## Start

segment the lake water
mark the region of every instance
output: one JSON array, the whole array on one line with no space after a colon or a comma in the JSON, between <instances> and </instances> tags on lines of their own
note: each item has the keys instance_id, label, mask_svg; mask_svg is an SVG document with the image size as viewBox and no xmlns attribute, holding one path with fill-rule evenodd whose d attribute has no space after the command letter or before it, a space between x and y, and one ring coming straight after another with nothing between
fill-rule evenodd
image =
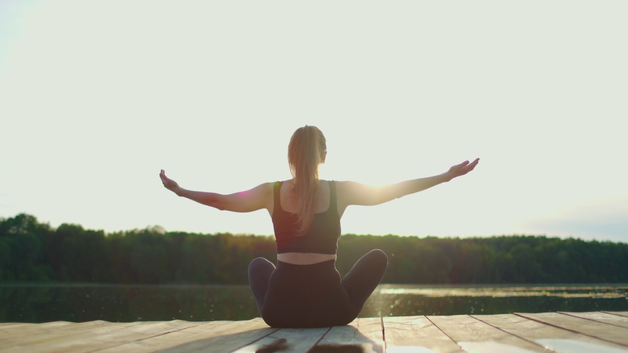
<instances>
[{"instance_id":1,"label":"lake water","mask_svg":"<svg viewBox=\"0 0 628 353\"><path fill-rule=\"evenodd\" d=\"M248 286L0 285L0 322L248 320ZM628 311L628 285L382 285L360 317Z\"/></svg>"}]
</instances>

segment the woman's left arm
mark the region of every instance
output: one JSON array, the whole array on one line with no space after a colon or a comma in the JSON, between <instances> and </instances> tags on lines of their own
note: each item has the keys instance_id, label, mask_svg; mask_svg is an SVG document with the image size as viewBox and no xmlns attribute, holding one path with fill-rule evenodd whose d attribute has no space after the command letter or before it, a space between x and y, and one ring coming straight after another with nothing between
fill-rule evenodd
<instances>
[{"instance_id":1,"label":"woman's left arm","mask_svg":"<svg viewBox=\"0 0 628 353\"><path fill-rule=\"evenodd\" d=\"M251 212L262 209L269 209L273 200L272 183L264 183L247 191L222 195L184 189L176 182L166 176L163 169L159 176L163 186L178 196L221 210Z\"/></svg>"}]
</instances>

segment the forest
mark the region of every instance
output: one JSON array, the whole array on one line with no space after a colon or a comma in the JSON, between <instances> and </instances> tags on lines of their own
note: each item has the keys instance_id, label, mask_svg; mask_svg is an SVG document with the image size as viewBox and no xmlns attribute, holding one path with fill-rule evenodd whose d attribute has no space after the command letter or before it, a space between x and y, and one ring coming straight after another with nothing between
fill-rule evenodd
<instances>
[{"instance_id":1,"label":"forest","mask_svg":"<svg viewBox=\"0 0 628 353\"><path fill-rule=\"evenodd\" d=\"M387 255L385 283L628 283L628 244L542 236L418 237L345 234L336 267ZM0 282L246 284L249 263L275 262L268 236L166 232L159 226L106 234L55 229L20 214L0 219Z\"/></svg>"}]
</instances>

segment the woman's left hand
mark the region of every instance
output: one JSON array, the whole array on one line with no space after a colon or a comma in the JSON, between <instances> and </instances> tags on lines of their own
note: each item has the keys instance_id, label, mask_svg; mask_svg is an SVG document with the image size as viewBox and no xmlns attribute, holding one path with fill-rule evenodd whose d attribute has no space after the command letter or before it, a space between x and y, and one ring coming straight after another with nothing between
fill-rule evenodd
<instances>
[{"instance_id":1,"label":"woman's left hand","mask_svg":"<svg viewBox=\"0 0 628 353\"><path fill-rule=\"evenodd\" d=\"M461 175L467 174L469 171L473 170L479 161L480 158L475 158L475 160L471 163L469 163L468 161L465 161L459 165L456 165L452 166L449 168L449 170L447 171L447 173L446 173L448 176L448 179L451 180L457 176L460 176Z\"/></svg>"}]
</instances>

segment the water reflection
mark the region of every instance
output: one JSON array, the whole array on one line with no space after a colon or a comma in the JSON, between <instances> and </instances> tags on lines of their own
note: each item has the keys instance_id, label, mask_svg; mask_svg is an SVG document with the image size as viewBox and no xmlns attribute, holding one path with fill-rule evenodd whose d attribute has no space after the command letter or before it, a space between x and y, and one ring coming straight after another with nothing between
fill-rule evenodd
<instances>
[{"instance_id":1,"label":"water reflection","mask_svg":"<svg viewBox=\"0 0 628 353\"><path fill-rule=\"evenodd\" d=\"M0 286L0 322L249 320L247 286ZM628 310L628 286L384 285L360 317Z\"/></svg>"}]
</instances>

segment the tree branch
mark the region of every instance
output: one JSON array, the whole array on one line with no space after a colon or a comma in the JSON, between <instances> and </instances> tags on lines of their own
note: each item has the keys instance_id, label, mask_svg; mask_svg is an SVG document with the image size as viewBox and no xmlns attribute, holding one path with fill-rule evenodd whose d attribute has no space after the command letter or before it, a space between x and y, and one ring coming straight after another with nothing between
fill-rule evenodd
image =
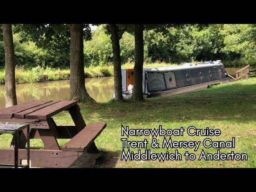
<instances>
[{"instance_id":1,"label":"tree branch","mask_svg":"<svg viewBox=\"0 0 256 192\"><path fill-rule=\"evenodd\" d=\"M124 29L124 30L123 30L123 31L122 32L122 33L120 34L120 35L119 36L118 36L118 40L120 40L120 39L121 39L121 38L122 38L122 36L123 36L123 34L124 34L124 32L125 32L125 31L126 30L126 29L127 28L127 27L128 27L128 25L129 25L129 24L127 24L126 25L126 26L125 26L125 27Z\"/></svg>"}]
</instances>

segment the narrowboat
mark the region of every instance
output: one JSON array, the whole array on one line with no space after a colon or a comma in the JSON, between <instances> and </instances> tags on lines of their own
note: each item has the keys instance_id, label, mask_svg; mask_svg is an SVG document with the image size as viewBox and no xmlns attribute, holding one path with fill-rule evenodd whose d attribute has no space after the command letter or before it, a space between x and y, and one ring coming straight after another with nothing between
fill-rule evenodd
<instances>
[{"instance_id":1,"label":"narrowboat","mask_svg":"<svg viewBox=\"0 0 256 192\"><path fill-rule=\"evenodd\" d=\"M130 98L132 95L133 69L122 69L122 76L123 96L125 98ZM166 97L230 81L220 60L186 63L178 66L145 68L142 77L145 98Z\"/></svg>"}]
</instances>

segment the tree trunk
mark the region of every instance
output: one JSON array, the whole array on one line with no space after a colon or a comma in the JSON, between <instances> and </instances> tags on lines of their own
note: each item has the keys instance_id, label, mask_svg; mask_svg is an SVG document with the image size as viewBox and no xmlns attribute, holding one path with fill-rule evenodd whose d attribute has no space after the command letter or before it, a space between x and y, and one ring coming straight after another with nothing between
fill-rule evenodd
<instances>
[{"instance_id":1,"label":"tree trunk","mask_svg":"<svg viewBox=\"0 0 256 192\"><path fill-rule=\"evenodd\" d=\"M114 60L114 76L115 87L115 101L120 102L123 100L122 95L121 56L119 38L116 24L110 24L112 49Z\"/></svg>"},{"instance_id":2,"label":"tree trunk","mask_svg":"<svg viewBox=\"0 0 256 192\"><path fill-rule=\"evenodd\" d=\"M83 26L82 24L70 24L70 100L79 102L96 102L85 88L84 64Z\"/></svg>"},{"instance_id":3,"label":"tree trunk","mask_svg":"<svg viewBox=\"0 0 256 192\"><path fill-rule=\"evenodd\" d=\"M142 93L142 69L143 68L144 41L143 25L135 24L135 64L134 68L134 84L132 100L139 101L143 100Z\"/></svg>"},{"instance_id":4,"label":"tree trunk","mask_svg":"<svg viewBox=\"0 0 256 192\"><path fill-rule=\"evenodd\" d=\"M5 106L17 104L15 86L15 56L11 24L3 24L5 53Z\"/></svg>"}]
</instances>

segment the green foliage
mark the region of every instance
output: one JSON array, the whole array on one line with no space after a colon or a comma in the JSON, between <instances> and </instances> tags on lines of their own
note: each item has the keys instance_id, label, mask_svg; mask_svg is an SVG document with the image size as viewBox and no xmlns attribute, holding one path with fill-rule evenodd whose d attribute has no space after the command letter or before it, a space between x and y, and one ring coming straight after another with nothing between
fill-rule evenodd
<instances>
[{"instance_id":1,"label":"green foliage","mask_svg":"<svg viewBox=\"0 0 256 192\"><path fill-rule=\"evenodd\" d=\"M240 59L244 64L256 61L256 27L254 24L225 24L220 33L224 36L222 51L230 60Z\"/></svg>"},{"instance_id":2,"label":"green foliage","mask_svg":"<svg viewBox=\"0 0 256 192\"><path fill-rule=\"evenodd\" d=\"M112 65L113 53L108 24L97 25L90 33L85 24L85 66ZM134 25L117 24L122 64L134 60ZM226 66L256 63L255 24L147 24L144 31L144 59L180 64L221 59ZM0 68L4 67L4 48L0 25ZM13 25L18 66L32 68L68 68L70 35L64 24ZM104 72L103 72L103 73ZM88 75L98 76L96 73ZM53 78L55 78L53 76Z\"/></svg>"},{"instance_id":3,"label":"green foliage","mask_svg":"<svg viewBox=\"0 0 256 192\"><path fill-rule=\"evenodd\" d=\"M113 62L110 35L106 34L106 26L101 25L92 34L92 40L84 44L84 63L86 66L102 66ZM121 60L123 63L132 61L134 57L134 37L125 32L120 40Z\"/></svg>"}]
</instances>

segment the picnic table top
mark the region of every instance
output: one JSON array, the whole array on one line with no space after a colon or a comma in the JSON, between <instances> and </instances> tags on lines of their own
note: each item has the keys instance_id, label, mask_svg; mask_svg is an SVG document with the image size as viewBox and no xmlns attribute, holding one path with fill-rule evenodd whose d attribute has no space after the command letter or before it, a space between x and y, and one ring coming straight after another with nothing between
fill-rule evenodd
<instances>
[{"instance_id":1,"label":"picnic table top","mask_svg":"<svg viewBox=\"0 0 256 192\"><path fill-rule=\"evenodd\" d=\"M28 124L0 122L0 133L4 133L6 131L19 131L27 128L28 125Z\"/></svg>"},{"instance_id":2,"label":"picnic table top","mask_svg":"<svg viewBox=\"0 0 256 192\"><path fill-rule=\"evenodd\" d=\"M0 119L46 120L77 103L76 101L33 101L0 109Z\"/></svg>"}]
</instances>

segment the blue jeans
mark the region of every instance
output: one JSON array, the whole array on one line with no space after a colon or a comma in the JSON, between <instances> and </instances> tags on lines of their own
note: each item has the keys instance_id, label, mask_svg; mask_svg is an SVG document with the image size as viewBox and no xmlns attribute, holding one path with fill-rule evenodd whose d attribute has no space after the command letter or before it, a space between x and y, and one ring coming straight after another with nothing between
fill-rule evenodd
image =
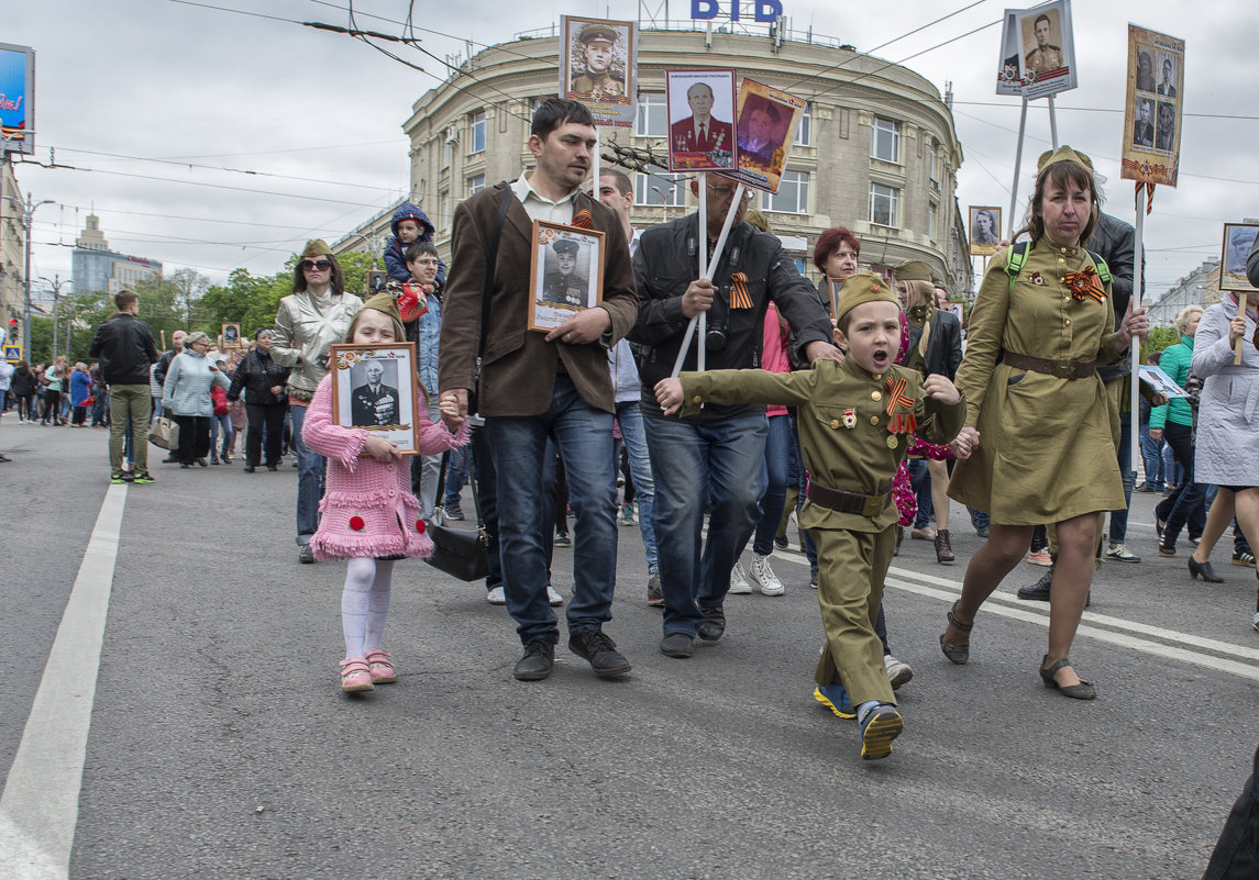
<instances>
[{"instance_id":1,"label":"blue jeans","mask_svg":"<svg viewBox=\"0 0 1259 880\"><path fill-rule=\"evenodd\" d=\"M635 502L638 504L638 532L642 534L642 547L647 554L647 576L651 577L660 568L656 525L652 522L656 510L656 483L651 479L647 432L642 426L638 401L627 400L617 404L617 424L621 426L621 439L626 444L630 459L630 476L633 478Z\"/></svg>"},{"instance_id":2,"label":"blue jeans","mask_svg":"<svg viewBox=\"0 0 1259 880\"><path fill-rule=\"evenodd\" d=\"M297 455L297 543L308 544L319 528L319 503L324 498L324 456L302 440L305 406L288 407L293 419L293 453Z\"/></svg>"},{"instance_id":3,"label":"blue jeans","mask_svg":"<svg viewBox=\"0 0 1259 880\"><path fill-rule=\"evenodd\" d=\"M1110 543L1122 544L1128 537L1128 508L1132 507L1132 488L1137 484L1137 473L1132 470L1132 412L1119 414L1119 475L1123 476L1122 510L1110 512Z\"/></svg>"},{"instance_id":4,"label":"blue jeans","mask_svg":"<svg viewBox=\"0 0 1259 880\"><path fill-rule=\"evenodd\" d=\"M752 539L752 552L757 556L769 556L774 552L774 536L778 533L778 523L787 505L787 470L793 443L791 416L786 414L771 416L762 466L765 494L760 497L760 522L757 523L757 533Z\"/></svg>"},{"instance_id":5,"label":"blue jeans","mask_svg":"<svg viewBox=\"0 0 1259 880\"><path fill-rule=\"evenodd\" d=\"M573 380L555 376L550 407L536 416L490 416L486 440L499 480L499 543L507 611L520 640L556 641L559 626L546 601L546 532L543 497L548 439L568 471L573 505L573 601L568 631L599 630L612 620L617 575L617 476L612 460L612 414L582 400Z\"/></svg>"},{"instance_id":6,"label":"blue jeans","mask_svg":"<svg viewBox=\"0 0 1259 880\"><path fill-rule=\"evenodd\" d=\"M695 425L645 419L656 478L656 544L665 635L694 636L700 606L720 606L730 568L760 518L768 420L763 415ZM704 508L708 541L703 539ZM703 547L701 547L703 544Z\"/></svg>"}]
</instances>

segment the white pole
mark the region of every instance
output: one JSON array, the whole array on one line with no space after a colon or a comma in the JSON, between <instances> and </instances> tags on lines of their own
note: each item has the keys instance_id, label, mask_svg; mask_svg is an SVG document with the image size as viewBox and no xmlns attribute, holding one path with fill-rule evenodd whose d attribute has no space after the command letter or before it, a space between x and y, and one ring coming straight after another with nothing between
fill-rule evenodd
<instances>
[{"instance_id":1,"label":"white pole","mask_svg":"<svg viewBox=\"0 0 1259 880\"><path fill-rule=\"evenodd\" d=\"M1010 187L1010 231L1006 238L1015 238L1015 209L1019 206L1019 166L1022 165L1022 138L1027 131L1027 98L1024 98L1022 114L1019 117L1019 146L1015 148L1015 182Z\"/></svg>"},{"instance_id":2,"label":"white pole","mask_svg":"<svg viewBox=\"0 0 1259 880\"><path fill-rule=\"evenodd\" d=\"M1141 305L1142 287L1144 285L1146 273L1142 272L1141 267L1141 251L1142 241L1141 236L1146 228L1146 187L1142 186L1137 191L1137 234L1133 235L1132 241L1132 308L1136 309ZM1141 341L1133 339L1132 348L1128 352L1128 358L1132 366L1132 397L1129 400L1129 420L1132 425L1128 432L1128 470L1133 474L1133 485L1136 485L1137 474L1137 453L1141 446ZM1148 474L1146 475L1149 476Z\"/></svg>"}]
</instances>

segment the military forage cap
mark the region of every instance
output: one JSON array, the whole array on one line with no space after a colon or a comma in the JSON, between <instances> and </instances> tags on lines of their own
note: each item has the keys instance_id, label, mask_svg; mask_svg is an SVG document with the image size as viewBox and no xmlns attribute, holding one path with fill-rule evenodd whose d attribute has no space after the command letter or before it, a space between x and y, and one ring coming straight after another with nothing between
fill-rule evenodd
<instances>
[{"instance_id":1,"label":"military forage cap","mask_svg":"<svg viewBox=\"0 0 1259 880\"><path fill-rule=\"evenodd\" d=\"M1066 145L1063 145L1058 150L1046 150L1036 160L1036 173L1047 168L1054 162L1079 162L1089 171L1093 170L1093 160L1088 157L1088 153L1076 152Z\"/></svg>"},{"instance_id":2,"label":"military forage cap","mask_svg":"<svg viewBox=\"0 0 1259 880\"><path fill-rule=\"evenodd\" d=\"M930 284L932 268L922 260L904 260L898 264L893 273L898 282L927 282Z\"/></svg>"},{"instance_id":3,"label":"military forage cap","mask_svg":"<svg viewBox=\"0 0 1259 880\"><path fill-rule=\"evenodd\" d=\"M872 272L859 272L844 282L835 313L842 318L862 303L895 303L898 308L900 307L900 300L896 299L896 294L893 293L888 282L883 275L876 275Z\"/></svg>"},{"instance_id":4,"label":"military forage cap","mask_svg":"<svg viewBox=\"0 0 1259 880\"><path fill-rule=\"evenodd\" d=\"M593 43L594 40L606 40L607 43L617 41L617 31L611 25L606 24L588 24L582 28L577 34L577 39L582 43Z\"/></svg>"}]
</instances>

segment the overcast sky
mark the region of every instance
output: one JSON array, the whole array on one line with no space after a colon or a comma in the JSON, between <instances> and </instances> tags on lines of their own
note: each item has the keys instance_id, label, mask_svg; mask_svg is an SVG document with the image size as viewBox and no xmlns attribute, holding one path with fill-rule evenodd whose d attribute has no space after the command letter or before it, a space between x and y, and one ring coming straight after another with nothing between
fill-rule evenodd
<instances>
[{"instance_id":1,"label":"overcast sky","mask_svg":"<svg viewBox=\"0 0 1259 880\"><path fill-rule=\"evenodd\" d=\"M812 28L862 52L883 47L876 55L904 60L940 92L951 82L964 152L958 201L963 211L1008 210L1020 103L992 87L1005 4L972 4L900 0L889 15L880 4L783 0L783 11L793 30ZM371 0L354 10L360 28L399 34L409 5ZM728 0L721 5L729 9ZM643 6L658 6L662 18L663 0ZM466 40L475 48L506 41L562 14L632 19L638 4L414 8L423 48L444 58L465 53ZM964 11L896 40L956 10ZM687 19L690 3L671 0L669 11ZM1158 189L1146 223L1147 295L1157 298L1202 260L1219 258L1224 221L1259 217L1259 5L1076 0L1073 15L1079 88L1058 98L1059 141L1092 155L1108 179L1107 210L1129 223L1132 182L1119 180L1118 158L1127 24L1186 40L1180 185ZM220 282L237 267L273 273L307 238L331 241L407 192L402 123L444 68L390 45L419 73L350 36L295 24L347 19L345 0L9 4L0 41L38 53L35 158L48 163L54 148L57 165L72 166L16 168L24 192L55 202L35 212L33 277L69 279L71 248L92 210L115 250ZM1045 102L1034 102L1021 205L1049 138Z\"/></svg>"}]
</instances>

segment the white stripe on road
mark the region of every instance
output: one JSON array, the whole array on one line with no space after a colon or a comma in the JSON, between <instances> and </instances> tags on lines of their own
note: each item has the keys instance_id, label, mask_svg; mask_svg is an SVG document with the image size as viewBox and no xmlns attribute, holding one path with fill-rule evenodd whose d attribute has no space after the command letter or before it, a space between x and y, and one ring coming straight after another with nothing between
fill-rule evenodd
<instances>
[{"instance_id":1,"label":"white stripe on road","mask_svg":"<svg viewBox=\"0 0 1259 880\"><path fill-rule=\"evenodd\" d=\"M111 485L0 795L0 877L65 880L127 487Z\"/></svg>"}]
</instances>

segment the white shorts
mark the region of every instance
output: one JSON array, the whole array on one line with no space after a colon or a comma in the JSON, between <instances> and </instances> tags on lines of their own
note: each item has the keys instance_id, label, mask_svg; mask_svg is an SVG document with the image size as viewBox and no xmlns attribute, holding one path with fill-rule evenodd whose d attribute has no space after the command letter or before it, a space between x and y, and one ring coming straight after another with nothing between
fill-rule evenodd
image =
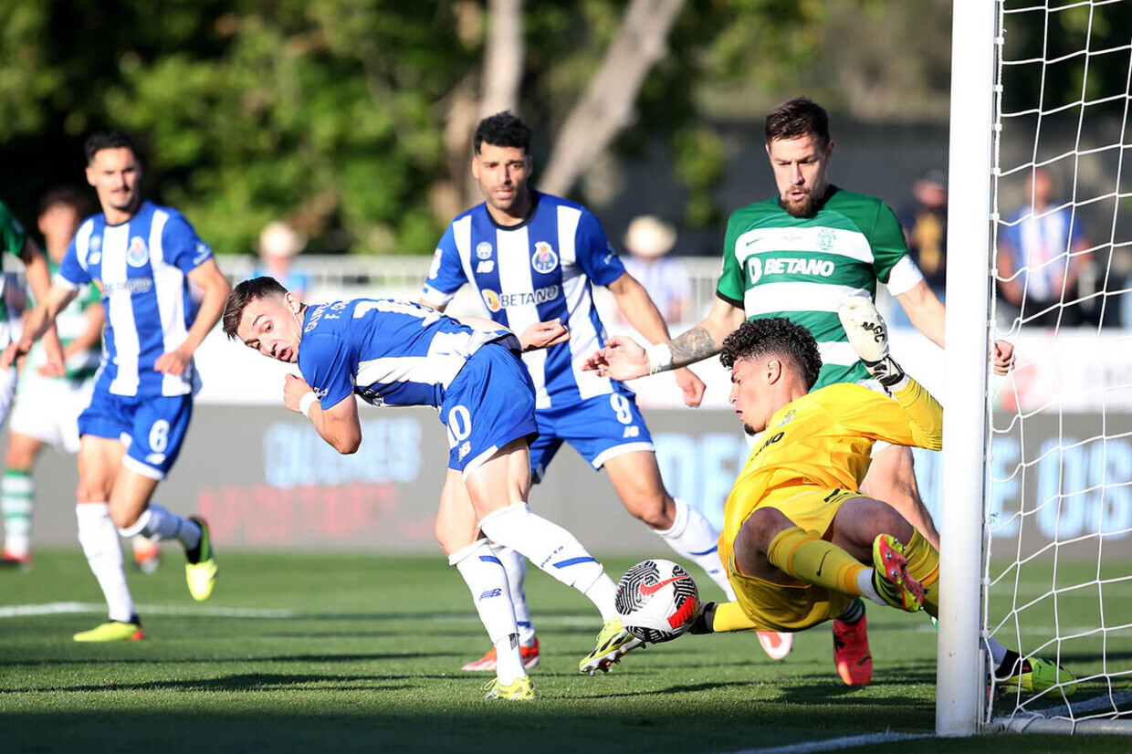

## End

EXERCISE REQUIREMENTS:
Could you reproduce, unchanged, the lines of the records that begin with the line containing "segment the white shorts" and continue through the end of the records, including both of those ends? Leave the pictures out of your reply.

TASK RESPONSE:
segment the white shorts
mark the region of every instance
output: one JSON array, the whole array on one line with no space after a colon or a comma in the JSON, between <instances> and </instances> tags on lines of their own
note: each item has the keys instance_id, label, mask_svg; mask_svg is an SVG document with the image size as viewBox and no xmlns attribute, holding one path with fill-rule evenodd whose d attribute has no space after the command letter or before it, a space between x and y, and one ring coming straight after another with nothing between
fill-rule evenodd
image =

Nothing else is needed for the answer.